_YOUR TASK:_ Copy out the records below, putting "outline" wherever "segment" appears and changing nothing else. Leave the pictures out.

• • • • • • •

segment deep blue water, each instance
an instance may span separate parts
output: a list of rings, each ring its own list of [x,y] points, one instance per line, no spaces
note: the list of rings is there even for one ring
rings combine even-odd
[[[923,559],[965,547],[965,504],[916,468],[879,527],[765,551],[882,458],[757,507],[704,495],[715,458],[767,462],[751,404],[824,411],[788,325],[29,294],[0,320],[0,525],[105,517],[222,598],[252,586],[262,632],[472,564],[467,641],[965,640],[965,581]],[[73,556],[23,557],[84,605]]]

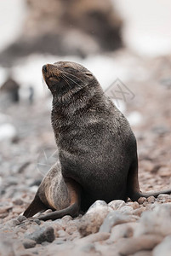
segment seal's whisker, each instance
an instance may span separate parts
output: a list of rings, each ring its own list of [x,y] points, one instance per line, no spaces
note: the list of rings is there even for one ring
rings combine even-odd
[[[63,76],[65,76],[66,78],[67,78],[68,79],[70,79],[71,81],[74,82],[76,84],[77,84],[78,86],[80,86],[79,84],[77,84],[76,81],[74,81],[73,79],[71,79],[70,77],[66,76],[66,74],[63,73]]]
[[[62,74],[60,74],[60,76],[61,76],[61,78],[66,82],[66,84],[69,85],[69,87],[70,87],[70,83],[68,82],[68,80],[66,79],[66,78],[64,76],[64,75],[62,75]]]
[[[81,82],[83,82],[83,80],[82,79],[80,79],[78,77],[77,77],[77,76],[75,76],[75,75],[73,75],[72,73],[68,73],[68,72],[66,72],[66,71],[62,71],[63,73],[67,73],[67,74],[69,74],[69,75],[71,75],[71,76],[72,76],[72,77],[74,77],[74,78],[76,78],[76,79],[77,79],[78,80],[80,80]]]

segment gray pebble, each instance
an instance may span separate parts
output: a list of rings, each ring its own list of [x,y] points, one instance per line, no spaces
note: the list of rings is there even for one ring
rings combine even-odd
[[[152,256],[170,256],[171,255],[171,236],[164,238],[153,250]]]
[[[32,248],[36,246],[36,241],[34,240],[31,240],[31,239],[25,239],[23,241],[23,246],[26,249],[28,248]]]
[[[43,241],[52,242],[55,237],[54,229],[52,227],[38,227],[31,234],[26,234],[26,237],[36,241],[37,243],[42,243]]]
[[[132,209],[132,207],[130,207]],[[100,232],[110,233],[111,228],[117,224],[127,223],[131,221],[131,217],[123,212],[111,212],[108,213],[107,217],[105,218],[102,225],[100,228]]]

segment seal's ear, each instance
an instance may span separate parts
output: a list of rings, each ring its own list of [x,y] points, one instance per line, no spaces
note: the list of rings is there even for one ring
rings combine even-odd
[[[89,78],[93,78],[93,74],[90,72],[86,72],[85,74],[89,77]]]

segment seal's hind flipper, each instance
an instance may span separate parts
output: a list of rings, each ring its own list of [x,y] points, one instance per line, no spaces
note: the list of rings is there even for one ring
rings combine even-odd
[[[65,180],[67,186],[68,194],[70,196],[70,205],[62,210],[54,211],[53,212],[41,215],[37,218],[41,220],[56,219],[64,217],[65,215],[70,215],[72,218],[77,217],[80,211],[80,198],[81,189],[77,183],[72,179]]]
[[[45,215],[41,215],[41,216],[37,217],[37,218],[41,219],[41,220],[57,219],[57,218],[60,218],[66,215],[70,215],[72,218],[77,217],[78,205],[77,203],[75,203],[63,210],[54,211],[53,212],[50,212],[50,213],[48,213]]]
[[[40,200],[38,195],[37,194],[35,195],[35,198],[31,201],[31,203],[29,205],[29,207],[26,208],[23,215],[26,218],[32,217],[36,213],[47,210],[48,207],[42,202]]]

• • • • • • •

_FINISHED ANSWER:_
outline deep blue water, each instance
an instance may span separate parts
output: a list of rings, each ring its own list of [x,y] points, one instance per line, no spaces
note: the list of rings is there even for one ring
rings combine even-odd
[[[923,559],[965,547],[965,504],[916,468],[879,527],[765,551],[882,458],[757,507],[704,495],[715,458],[767,462],[751,404],[824,411],[788,325],[29,294],[0,320],[0,525],[105,517],[222,598],[252,586],[262,632],[472,564],[467,641],[965,640],[965,581]],[[73,556],[23,557],[84,605]]]

outline seal's whisker, each instance
an instance may span separate parts
output: a list of rings, each ring its own list of [x,y] points, one instance per line, no spaces
note: the list of rings is there even for one ring
rings combine even-odd
[[[63,76],[65,76],[66,78],[67,78],[68,79],[70,79],[71,81],[74,82],[76,84],[77,84],[78,86],[80,86],[79,84],[77,84],[76,81],[74,81],[73,79],[71,79],[70,77],[66,76],[66,74],[63,73]]]
[[[62,74],[60,74],[60,76],[61,76],[61,78],[66,82],[66,84],[69,85],[69,87],[70,87],[70,83],[68,82],[68,80],[66,79],[66,78],[64,76],[64,75],[62,75]]]
[[[81,82],[83,82],[83,80],[82,79],[80,79],[78,77],[77,77],[77,76],[75,76],[75,75],[73,75],[72,73],[68,73],[68,72],[66,72],[66,71],[62,71],[63,73],[67,73],[67,74],[69,74],[69,75],[71,75],[71,76],[72,76],[72,77],[74,77],[74,78],[76,78],[76,79],[77,79],[78,80],[80,80]]]

outline gray pebble, each instance
an instance may span separate parts
output: a list of rings, each ring its own list of [x,y] points, one instance per line, no spaces
note: the list of rings is there even for one ring
rings combine even-odd
[[[152,256],[170,256],[171,255],[171,236],[164,238],[153,250]]]
[[[32,248],[36,246],[36,241],[34,240],[31,240],[31,239],[25,239],[23,241],[23,246],[26,249],[28,248]]]
[[[43,241],[52,242],[55,237],[54,229],[52,227],[38,227],[31,234],[26,234],[26,237],[36,241],[37,243],[42,243]]]
[[[132,209],[132,207],[130,207]],[[100,232],[110,233],[111,228],[117,224],[127,223],[131,221],[131,217],[123,212],[111,212],[108,213],[107,217],[105,218],[102,225],[100,228]]]

outline seal's ear, each instance
an instance may span separate parts
output: a list of rings, each ring its own list of [x,y] points, one instance per line, no spaces
note: the list of rings is there even for one ring
rings combine even-odd
[[[89,78],[93,78],[93,74],[90,72],[86,72],[85,74],[89,77]]]

outline seal's hind flipper, each instance
an instance may span separate parts
output: a list of rings, each ring its own list of [x,y] points, one instance per line, no spaces
note: the list of rings is there even for one ring
rings combine even-odd
[[[65,180],[67,186],[68,194],[70,196],[70,205],[62,210],[54,211],[53,212],[41,215],[37,218],[41,220],[56,219],[64,217],[65,215],[70,215],[72,218],[77,217],[80,211],[80,198],[81,189],[77,183],[72,179]]]
[[[45,215],[41,215],[41,216],[37,217],[37,218],[41,219],[41,220],[57,219],[57,218],[60,218],[66,215],[70,215],[72,218],[77,217],[78,205],[77,203],[75,203],[63,210],[54,211],[53,212],[50,212],[50,213],[48,213]]]
[[[40,200],[38,195],[37,194],[35,195],[35,198],[31,201],[31,203],[29,205],[29,207],[26,208],[23,215],[26,218],[32,217],[36,213],[47,210],[48,207],[42,202]]]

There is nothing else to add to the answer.